### [Document section]
::::::::::
Sales for the quarter ended Dec. 31 tumbled to $2.73 billion, down 7.5 percent from $2.95 billion the year prior. That fell short of Seeking Alpha expectations of $2.77 billion.

Net income from continuing operations plummeted to $181 million, or 17 cents per share, down 29 percent from $256 million, or 24 cents, the year prior. On a non-GAAP basis, earnings fell to $260 million, or 25 cents per share, down 8.8 percent from $285 million, or 27 cents per share, last year. This was in-line with Seeking Alpha's estimates.

For the full year 2016, Xerox's sales fell to $10.77 billion, down 6 percent from $11.47 billion the year prior. Net income sunk to $616 million, or 58 cents per share, down 27 percent from $848 million, or 77 cents per share, last year.

Xerox is also exploring acquisition opportunities beyond multi-brand dealers in areas such as workflow automation, software technologies. Osbourn cautioned, though, that Xerox will be forced to pay a higher multiple to carry out technology-centric deals.
::::::::::
### [Rows from a dataset]
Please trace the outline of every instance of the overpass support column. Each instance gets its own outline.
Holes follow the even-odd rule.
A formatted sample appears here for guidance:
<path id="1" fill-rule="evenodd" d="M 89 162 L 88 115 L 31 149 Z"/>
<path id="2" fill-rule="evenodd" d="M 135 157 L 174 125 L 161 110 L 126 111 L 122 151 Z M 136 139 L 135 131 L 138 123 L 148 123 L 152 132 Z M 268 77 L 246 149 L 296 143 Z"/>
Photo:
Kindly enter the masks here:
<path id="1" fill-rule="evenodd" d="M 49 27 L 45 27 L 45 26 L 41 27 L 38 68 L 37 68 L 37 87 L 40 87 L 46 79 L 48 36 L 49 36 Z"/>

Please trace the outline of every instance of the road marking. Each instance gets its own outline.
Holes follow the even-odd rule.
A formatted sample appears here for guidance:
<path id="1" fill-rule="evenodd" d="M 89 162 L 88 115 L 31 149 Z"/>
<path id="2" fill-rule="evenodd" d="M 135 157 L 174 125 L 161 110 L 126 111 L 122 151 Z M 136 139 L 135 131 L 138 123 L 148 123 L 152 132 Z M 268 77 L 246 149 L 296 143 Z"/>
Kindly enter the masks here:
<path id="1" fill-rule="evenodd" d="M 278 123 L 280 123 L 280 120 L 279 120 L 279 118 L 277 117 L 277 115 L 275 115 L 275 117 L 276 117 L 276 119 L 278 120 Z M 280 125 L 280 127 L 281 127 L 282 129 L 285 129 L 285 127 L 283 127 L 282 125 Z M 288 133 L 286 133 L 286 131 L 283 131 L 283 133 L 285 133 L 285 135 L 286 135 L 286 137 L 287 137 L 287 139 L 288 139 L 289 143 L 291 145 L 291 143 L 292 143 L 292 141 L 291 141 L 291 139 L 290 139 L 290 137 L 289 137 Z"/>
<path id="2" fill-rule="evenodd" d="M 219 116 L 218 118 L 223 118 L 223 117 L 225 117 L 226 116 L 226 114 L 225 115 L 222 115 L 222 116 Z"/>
::::::::::
### [Written task 1]
Answer these questions using the Xerox earnings text.
(a) What were Xerox's sales for the quarter ended Dec. 31?
(b) How much net income did Xerox report for the full year 2016?
(c) On a non-GAAP basis, what were the quarterly earnings per share?
### [Written task 2]
Arrange the rows as a numbered list, starting with the first line of the rows and going on through the line that contains "49 27 L 45 27". Leave out any blank lines.
The text and the rows come from separate sources.

### [Task solution 1]
(a) $2.73 billion
(b) $616 million, or 58 cents per share
(c) 25 cents per share

### [Task solution 2]
1. Please trace the outline of every instance of the overpass support column. Each instance gets its own outline.
2. Holes follow the even-odd rule.
3. A formatted sample appears here for guidance:
4. <path id="1" fill-rule="evenodd" d="M 89 162 L 88 115 L 31 149 Z"/>
5. <path id="2" fill-rule="evenodd" d="M 135 157 L 174 125 L 161 110 L 126 111 L 122 151 Z M 136 139 L 135 131 L 138 123 L 148 123 L 152 132 Z M 268 77 L 246 149 L 296 143 Z"/>
6. Photo:
7. Kindly enter the masks here:
8. <path id="1" fill-rule="evenodd" d="M 49 27 L 45 27 L 45 26 L 41 27 L 38 68 L 37 68 L 37 87 L 40 87 L 46 79 L 48 36 L 49 36 Z"/>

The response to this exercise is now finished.